TASK MATERIAL
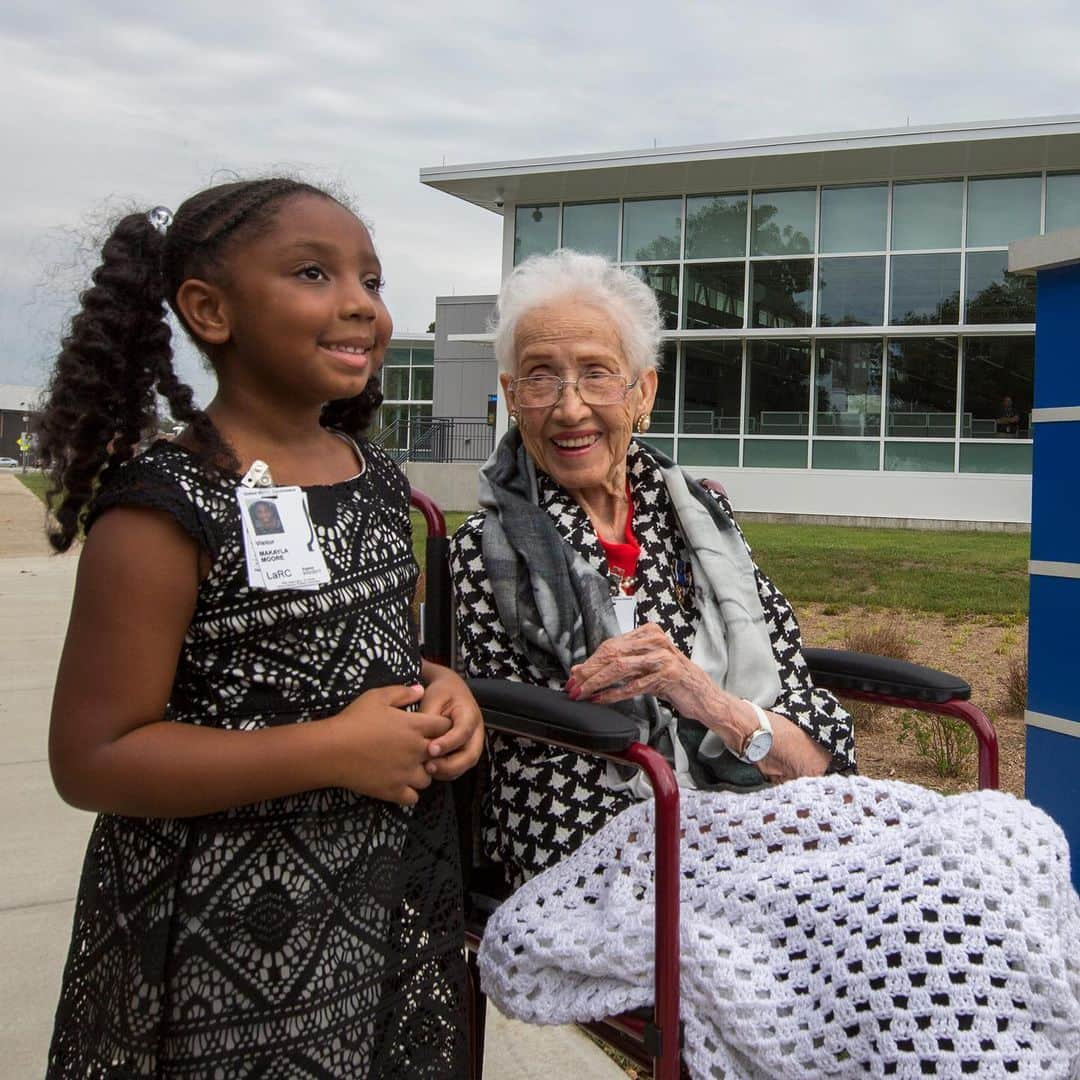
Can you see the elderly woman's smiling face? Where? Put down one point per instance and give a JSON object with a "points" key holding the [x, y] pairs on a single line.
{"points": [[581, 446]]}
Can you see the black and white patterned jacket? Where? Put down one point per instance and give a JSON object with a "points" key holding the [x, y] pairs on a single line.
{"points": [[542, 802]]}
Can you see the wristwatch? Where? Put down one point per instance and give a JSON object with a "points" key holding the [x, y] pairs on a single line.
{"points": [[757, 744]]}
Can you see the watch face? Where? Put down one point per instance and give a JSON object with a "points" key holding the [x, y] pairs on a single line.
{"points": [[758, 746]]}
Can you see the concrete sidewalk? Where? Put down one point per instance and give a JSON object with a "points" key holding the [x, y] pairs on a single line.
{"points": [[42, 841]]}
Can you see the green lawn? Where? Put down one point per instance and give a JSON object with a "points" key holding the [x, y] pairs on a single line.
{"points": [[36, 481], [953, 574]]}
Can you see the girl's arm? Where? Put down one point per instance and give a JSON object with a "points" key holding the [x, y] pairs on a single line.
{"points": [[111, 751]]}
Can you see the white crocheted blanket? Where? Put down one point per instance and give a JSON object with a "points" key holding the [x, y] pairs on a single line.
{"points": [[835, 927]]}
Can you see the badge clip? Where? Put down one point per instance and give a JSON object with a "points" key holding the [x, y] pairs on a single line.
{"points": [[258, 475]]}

--

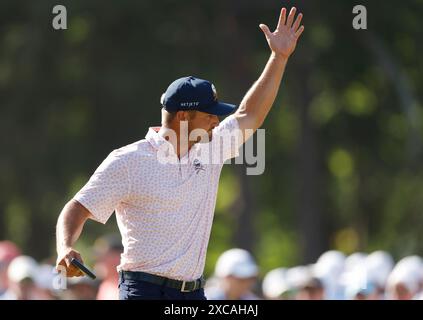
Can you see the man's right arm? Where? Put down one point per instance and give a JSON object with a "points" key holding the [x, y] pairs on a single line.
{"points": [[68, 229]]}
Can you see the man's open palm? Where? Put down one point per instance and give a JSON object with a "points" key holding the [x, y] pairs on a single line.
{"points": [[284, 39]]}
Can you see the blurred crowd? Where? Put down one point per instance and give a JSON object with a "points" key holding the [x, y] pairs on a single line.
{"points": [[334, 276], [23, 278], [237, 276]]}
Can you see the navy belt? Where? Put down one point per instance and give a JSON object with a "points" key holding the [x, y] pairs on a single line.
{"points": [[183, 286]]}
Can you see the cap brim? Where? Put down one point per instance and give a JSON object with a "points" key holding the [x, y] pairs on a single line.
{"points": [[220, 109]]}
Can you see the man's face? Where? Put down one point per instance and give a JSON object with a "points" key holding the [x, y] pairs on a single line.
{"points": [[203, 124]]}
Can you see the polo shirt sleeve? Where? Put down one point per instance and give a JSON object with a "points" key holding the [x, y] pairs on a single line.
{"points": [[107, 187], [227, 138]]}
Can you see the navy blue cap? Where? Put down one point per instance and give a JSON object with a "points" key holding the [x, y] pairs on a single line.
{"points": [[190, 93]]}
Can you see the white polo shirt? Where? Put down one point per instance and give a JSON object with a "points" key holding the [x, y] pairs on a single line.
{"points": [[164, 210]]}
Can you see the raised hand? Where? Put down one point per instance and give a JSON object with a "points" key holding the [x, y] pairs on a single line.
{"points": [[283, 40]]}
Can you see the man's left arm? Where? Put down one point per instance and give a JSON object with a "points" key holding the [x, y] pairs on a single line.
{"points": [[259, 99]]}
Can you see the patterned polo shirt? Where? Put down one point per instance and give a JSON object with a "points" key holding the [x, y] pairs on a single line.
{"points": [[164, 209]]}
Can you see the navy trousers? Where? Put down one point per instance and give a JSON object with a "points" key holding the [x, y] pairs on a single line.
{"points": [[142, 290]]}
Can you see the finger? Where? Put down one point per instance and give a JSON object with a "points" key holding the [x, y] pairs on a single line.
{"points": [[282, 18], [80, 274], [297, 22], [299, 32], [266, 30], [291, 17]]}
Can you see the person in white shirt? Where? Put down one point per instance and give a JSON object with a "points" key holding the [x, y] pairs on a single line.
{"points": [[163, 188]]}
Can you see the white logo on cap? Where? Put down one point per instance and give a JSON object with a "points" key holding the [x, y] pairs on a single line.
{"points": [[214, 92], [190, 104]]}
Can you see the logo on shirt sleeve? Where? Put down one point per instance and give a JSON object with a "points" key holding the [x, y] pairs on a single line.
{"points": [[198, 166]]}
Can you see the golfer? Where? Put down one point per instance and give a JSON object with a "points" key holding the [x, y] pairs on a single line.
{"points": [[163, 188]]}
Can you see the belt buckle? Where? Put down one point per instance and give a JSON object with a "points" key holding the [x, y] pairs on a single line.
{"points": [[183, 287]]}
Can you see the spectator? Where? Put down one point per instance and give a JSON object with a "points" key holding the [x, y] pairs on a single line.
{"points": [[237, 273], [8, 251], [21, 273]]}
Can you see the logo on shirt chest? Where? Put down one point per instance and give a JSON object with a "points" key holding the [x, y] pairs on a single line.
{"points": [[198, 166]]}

WHAT TO PRODUCE
Select every line in the entries above that contains the word "sleeve", and copy each one. Case matters.

WRITTEN RESPONSE
Can you see the polo shirt sleeve? Where? Put down one point per instance and give a JSON object with a "points" key holding the [x, y] pairs on a single line.
Can you see the logo on shirt sleeve? Where? Put down one point per instance and give a JSON object with a "points" key holding the [x, y] pairs on a single line.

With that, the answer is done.